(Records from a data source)
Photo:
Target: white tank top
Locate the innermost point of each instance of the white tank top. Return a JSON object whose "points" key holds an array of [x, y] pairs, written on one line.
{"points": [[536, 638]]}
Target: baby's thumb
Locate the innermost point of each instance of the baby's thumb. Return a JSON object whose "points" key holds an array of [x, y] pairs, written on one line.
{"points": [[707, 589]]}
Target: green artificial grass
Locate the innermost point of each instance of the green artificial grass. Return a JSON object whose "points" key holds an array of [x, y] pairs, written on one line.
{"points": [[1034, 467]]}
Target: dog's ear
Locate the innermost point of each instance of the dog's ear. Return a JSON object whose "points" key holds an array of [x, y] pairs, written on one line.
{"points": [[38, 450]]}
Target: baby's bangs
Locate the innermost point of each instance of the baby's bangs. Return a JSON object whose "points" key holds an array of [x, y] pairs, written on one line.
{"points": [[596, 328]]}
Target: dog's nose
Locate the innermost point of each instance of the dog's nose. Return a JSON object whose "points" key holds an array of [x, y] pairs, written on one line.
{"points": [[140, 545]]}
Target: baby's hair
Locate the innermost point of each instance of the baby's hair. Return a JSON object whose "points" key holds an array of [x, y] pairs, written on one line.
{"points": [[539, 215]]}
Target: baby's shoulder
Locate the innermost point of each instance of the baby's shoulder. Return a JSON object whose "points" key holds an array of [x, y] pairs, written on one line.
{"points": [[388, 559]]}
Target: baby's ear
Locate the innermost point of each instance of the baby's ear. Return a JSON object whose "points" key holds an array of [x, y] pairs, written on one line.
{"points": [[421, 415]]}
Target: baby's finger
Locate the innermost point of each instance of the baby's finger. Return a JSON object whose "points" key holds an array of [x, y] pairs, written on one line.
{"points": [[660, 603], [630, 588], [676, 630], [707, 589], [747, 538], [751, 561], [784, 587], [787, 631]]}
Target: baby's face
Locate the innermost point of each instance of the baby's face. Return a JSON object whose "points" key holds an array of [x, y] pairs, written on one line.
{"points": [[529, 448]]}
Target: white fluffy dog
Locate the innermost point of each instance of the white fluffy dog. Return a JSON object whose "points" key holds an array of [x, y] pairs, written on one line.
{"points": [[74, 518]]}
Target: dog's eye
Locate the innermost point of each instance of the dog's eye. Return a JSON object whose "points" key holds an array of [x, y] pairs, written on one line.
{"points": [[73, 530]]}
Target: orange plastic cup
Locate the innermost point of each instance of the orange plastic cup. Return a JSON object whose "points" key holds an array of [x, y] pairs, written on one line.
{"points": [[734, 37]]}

> Task: Print every entry exactly as it appears.

> Task solution:
Photo:
Target: white tank top
Locate the innermost point of each instance of the white tank top. Return a JSON object whose "points" key holds an array of [x, y] pairs, written on one line.
{"points": [[536, 638]]}
Target: baby's thumb
Locate the innermost point of each instance of the baby's thumb. Return a JSON object whose "points" key holds an array of [x, y] pairs, written on one line.
{"points": [[707, 589]]}
Target: green artificial grass
Locate the innermost point of each instance of the green artificial grass. Return a JSON object whose "points" key holds an array of [x, y] pairs, written on one line.
{"points": [[1034, 467]]}
Target: dog's ear
Locate the innermost point of each instance of the dog's ear. Return a JSON object whose "points" key holds an array of [x, y] pairs, written on one line.
{"points": [[38, 450]]}
Target: baby's bangs
Locate the innermost point of each instance of the baby's bangs. Return a JSON object whose "points" key holds an array of [x, y] pairs, written on one line.
{"points": [[596, 328]]}
Target: dog's nose
Locate the innermost point of each instance of the dog's nose. Return a JSON object whose "points" key holds an array of [x, y] pairs, written on one line.
{"points": [[140, 545]]}
Target: baby's hair
Locate the innermost point of each instance of the baby's hair. Return a JSON object whose "points" key holds an array of [x, y] pairs, written on one line.
{"points": [[539, 215]]}
Target: baby's shoulder
Locate the innermost point of each instance of the baby's shoulder. Return a JSON object whose "points" key holds an array of [x, y] pairs, written on one line.
{"points": [[388, 559]]}
Target: baby's ear
Locate the innermost point of each instance of the baby's ear. Return a JSON object whose "points" key holds an array of [x, y] pairs, written on one line.
{"points": [[421, 415]]}
Target: baby's finger
Locate the innermost point of each instance of the baby's finger. Return a JSON object whose "points" key holds an array of [x, y] pairs, written on one line.
{"points": [[660, 603], [630, 588], [676, 630], [707, 589], [747, 538], [751, 561], [784, 587], [787, 631]]}
Target: baby's face
Locate the innermost point of each instance of the baby's face. Return a JSON object whose "points" key holds an array of [x, y] pairs, written on one line.
{"points": [[529, 448]]}
Target: white fluffy dog
Locate the innermost point of each instance of the white fluffy dog. Return a JSON object whose "points" key holds an array of [x, y] pairs, written on one line.
{"points": [[74, 518]]}
Target: dog's eye
Locate the innermost point of each instance of the dog's eye. Return a JSON object whose "points" key holds an array of [x, y] pairs, written on one line.
{"points": [[73, 530]]}
Target: orange plastic cup
Locate the innermost point of each instance of the orange plastic cup. Return a JSON object whose "points" key holds an array of [x, y] pairs, written on one line.
{"points": [[734, 37]]}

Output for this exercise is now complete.